The Patrick Wild Centre is starting a new regular feature on its website called “Researcher in Spotlight”, where we ask our researchers to tell us a bit more about themselves. First up is Cathy Abbott.
Could you give us a quick overview of your background and career so far?
I did my first degree in Pathobiology, then a PhD in Biochemical Genetics – I did the biochemistry bits at Reading University and the mouse genetics at MRC Harwell. I then did a postdoc at UCL, also on mouse models of human disease but this time more molecular. I got a permanent group leader post straight after my postdoc but then had to give up tenure to come to Edinburgh a few years later. I was in the MRC Human Genetics Unit here for the first few years and then landed another tenured post at the university.
How did you become interested in your current field of research?
I worked on a mutant strain of mice as a PhD student that always intrigued me. When I got my own lab I set out to find the gene that was mutated in this strain, which turned out to be eEF1A2. We now know that this gene is also mutated in neurodevelopmental disorders (NDD) in humans.

EXERCISE REQUIREMENTS → Continue the Researcher in Spotlight interview with Cathy Abbott from the point where the text stops. None of the data has any bearing on this work.

EXERCISE DATA →

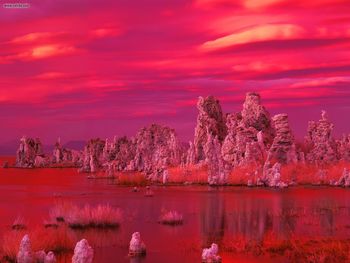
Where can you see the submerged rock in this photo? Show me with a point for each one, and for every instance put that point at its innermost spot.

ANSWER BELOW →
What are you currently working on and what importance does your work have for autism research?
We are now working on the mutations in eEF1A2 that cause NDD, and trying to understand the mechanism by which they cause autism and epilepsy. It’s a big challenge because although not many people have mutations in eEF1A2, they are almost all different, so we are not getting easy clues just from looking at where they are!
What do you enjoy most about scientific research?
I just love puzzling over data and putting all the pieces together to make (with luck) a coherent story. I also really value my interactions with the families of children with mutations in eEF1A2, and am constantly inspired by their generosity in sharing their stories.
What do you like about the scientific community in Edinburgh?
Oh, I think you’ll get the same answer from everyone – collaboration! Edinburgh has an amazingly collegiate atmosphere and people are always so keen to share expertise and resources. It’s a wonderful place to work, even though the neuroscience community is so dispersed geographically.
What is your favourite high-tech research tool?
I have been slightly obsessed with CRISPR/Cas9 gene editing for a while now – I had so many things I always wanted to do but couldn’t until this technology came along.
What is your favourite low-tech research tool?
It’s so long since I did any bench work but I always liked agarose mini-gels. I am very impatient and love anything that shows results quickly.
Where do you usually get the best ideas for your research?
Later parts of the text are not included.